Minggu, 06 Januari 2013

Dampak Yang Timbul Akibat Globalisasi

Marshall McLuhan mengkonseptualisasikan “global village” yang dimaknai sebagai sebuah proses homogenisasi jagat sebagai akibat dari kesuksesan system komunikasi secara keseluruhan. Saat ini, betapa mudahnya orang melakukan komunikasi jarak jauh, tidak hanya antarkota melainkan antarnegara yang lokasinya sangat berjauhan. Bahkan, saat ini tidak jarang para petinggi negara mengadakan pertemuan dengan staf pembantunya (misalnya menteri) melalui teleconference atau konferensi jarak jauh dengan maksud untuk memantau keadaan atau situasi dalam negeri, baik keadaan politik maupun ekonomi, dan sebagainya. Demikian pula, komunikasi dapat dilakukan melalui media internet yang dalam waktu yang relatif singkat, dapat diperoleh informasi atau berita-berita aktual yang terjadi di belahan penjuru dunia ini. Itulah gambaran kehidupan saat ini, kehidupan yang serba menglobal dalam berbagai aspek atau dimensi kehidupan manusia. Inilah yang disebut dengan globalisasi (globalization).

## TUGAS SINGKAT A
Tentukan apakah setiap pernyataan berikut sesuai dengan teks tentang globalisasi, lalu kutip kata-kata teks yang menjadi penentunya: (i) "global village" menurut Marshall McLuhan dimaknai sebagai proses homogenisasi jagat akibat kesuksesan sistem komunikasi; (ii) komunikasi jarak jauh saat ini hanya mudah dilakukan antarkota; (iii) para petinggi negara terkadang mengadakan pertemuan dengan staf pembantunya melalui teleconference.
## TUGAS SINGKAT B
Lanjutkan teks tentang globalisasi mulai dari kalimat terakhirnya.

## ISI KUMPULAN DATA
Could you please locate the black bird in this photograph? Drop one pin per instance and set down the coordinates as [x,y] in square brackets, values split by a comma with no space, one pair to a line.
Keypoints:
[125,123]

## KELUARAN YANG DIHARAPKAN A
(i) Ya: "yang dimaknai sebagai sebuah proses homogenisasi jagat sebagai akibat dari kesuksesan system komunikasi secara keseluruhan".
(ii) Tidak: "tidak hanya antarkota melainkan antarnegara yang lokasinya sangat berjauhan".
(iii) Ya: "tidak jarang para petinggi negara mengadakan pertemuan dengan staf pembantunya (misalnya menteri) melalui teleconference".

## KELUARAN YANG DIHARAPKAN B
Secara etimologis, globalisasi berasal dari kata “globe” yang berarti bola dunia, sedangkan akhiran sasi mengandung makna sebuah “proses” atau keadaan yang sedang berjalan atau terjadi saat ini. Jadi, secara etimologis, globalisasi mengandung pengertian sebuah proses mendunia yang tengah terjadi saat ini menyangkut berbagai bidang dan aspek kehidupan masyarakat, bangsa, dan negara-negara di dunia. Di Perancis, globalisasi dikenal dengan istilah mondialisation. Sementara di Jerman dikenal dengan sebutan istilah globaliserung. Secara konsep memang berbeda, namun pada dasarnya mengandung pengertian yang tidak berbeda, yakni proses yang mendunia  dalam berbagai bidang dan aspek kehidupan negera dan bangsa di penjuru dunia ini.
Alwi Dahlan (1996) mengetengahkan makna globalisasi yang didekati dari dua pemaknaan, yaitu : pertama, globalisasi diartikan sebagai sebuah proses meluas atau mendunianya kebudayaan manusia, karena difasilitasi mendia komunikasi dan informasi yang mendukung kearah perluasan kebudayaan itu.  Dalam konteks ini globalisasi merupakan proses meluasnya jangkauan wilayah budaya atau nilai budaya masyarakat yang menjadi milik seluruh bangsa dan negara. Lebih lanjut ditegaskan, bahwa globalisasi pada intinya mengembangkan perusahaan global yang dapat masuk ke mana-mana dan tidak akan terhambat oleh kekuasaan negara bangsa yang akan berakhir; perusahaan lebih kenyal dan efisien daripada negara, dan karena itu lebih lincah mengglobal. Yang kecil lebih kenyal dan lincah dibandingkan yang besar, karena itu organisasi yang besar akan pecah-pecah, baik dunia usaha maupun negara.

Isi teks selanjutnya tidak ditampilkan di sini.